Amaze Your Friends
- Author: Peter Doyle
- Language: English
- Genre: Crime novel
- Publisher: Random House, Melbourne
- Publication date: 1998
- Publication place: Australia
- Media type: Print Paperback
- Pages: 250 pp
- ISBN: 0-09-183656-5 (first edition, paperback)
- OCLC: 38833698
- Preceded by: Get Rich Quick
- Followed by: The Devil's Jump

= Amaze Your Friends =

1998 novel by Peter Doyle

Amaze Your Friends is a 1998 Ned Kelly Award-winning novel by Australian author Peter Doyle.

This is book 2 in the author's Billy Glasheen series of novels.

==Synopsis==
Set in Sydney in the 1950s this novel follows Billy Glasheen as he attempts to raise ten thousand pounds to pay off a corrupt police officer. If he can't make that in six months he'll find himself six feet under.
◆ ◆ ◆ ◆ ◆ ◆ ◆
### Set problem 1
Set down the passage of the Amaze Your Friends article from "- OCLC: 38833698" up to and including "six feet under.", word for word.
### Set problem 2
Sum up the Amaze Your Friends article in two sentences.

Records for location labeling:
◆ ◆ ◆ ◆ ◆ ◆ ◆
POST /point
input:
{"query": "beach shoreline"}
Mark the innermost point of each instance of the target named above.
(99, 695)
◆ ◆ ◆ ◆ ◆ ◆ ◆
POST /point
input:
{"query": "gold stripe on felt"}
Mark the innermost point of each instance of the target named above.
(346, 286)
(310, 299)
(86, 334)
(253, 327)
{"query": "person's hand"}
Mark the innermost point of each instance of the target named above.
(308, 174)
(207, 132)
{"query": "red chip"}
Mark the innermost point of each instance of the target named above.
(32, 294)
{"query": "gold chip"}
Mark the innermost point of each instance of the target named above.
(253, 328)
◆ ◆ ◆ ◆ ◆ ◆ ◆
### Final answer 1
- OCLC: 38833698
- Preceded by: Get Rich Quick
- Followed by: The Devil's Jump

= Amaze Your Friends =

1998 novel by Peter Doyle

Amaze Your Friends is a 1998 Ned Kelly Award-winning novel by Australian author Peter Doyle.

This is book 2 in the author's Billy Glasheen series of novels.

==Synopsis==
Set in Sydney in the 1950s this novel follows Billy Glasheen as he attempts to raise ten thousand pounds to pay off a corrupt police officer. If he can't make that in six months he'll find himself six feet under.

### Final answer 2
Amaze Your Friends is a 1998 crime novel by Australian author Peter Doyle that won a Ned Kelly Award and is the second book in his Billy Glasheen series. Set in 1950s Sydney, it follows Billy Glasheen as he tries to raise ten thousand pounds within six months to pay off a corrupt police officer, or else end up dead.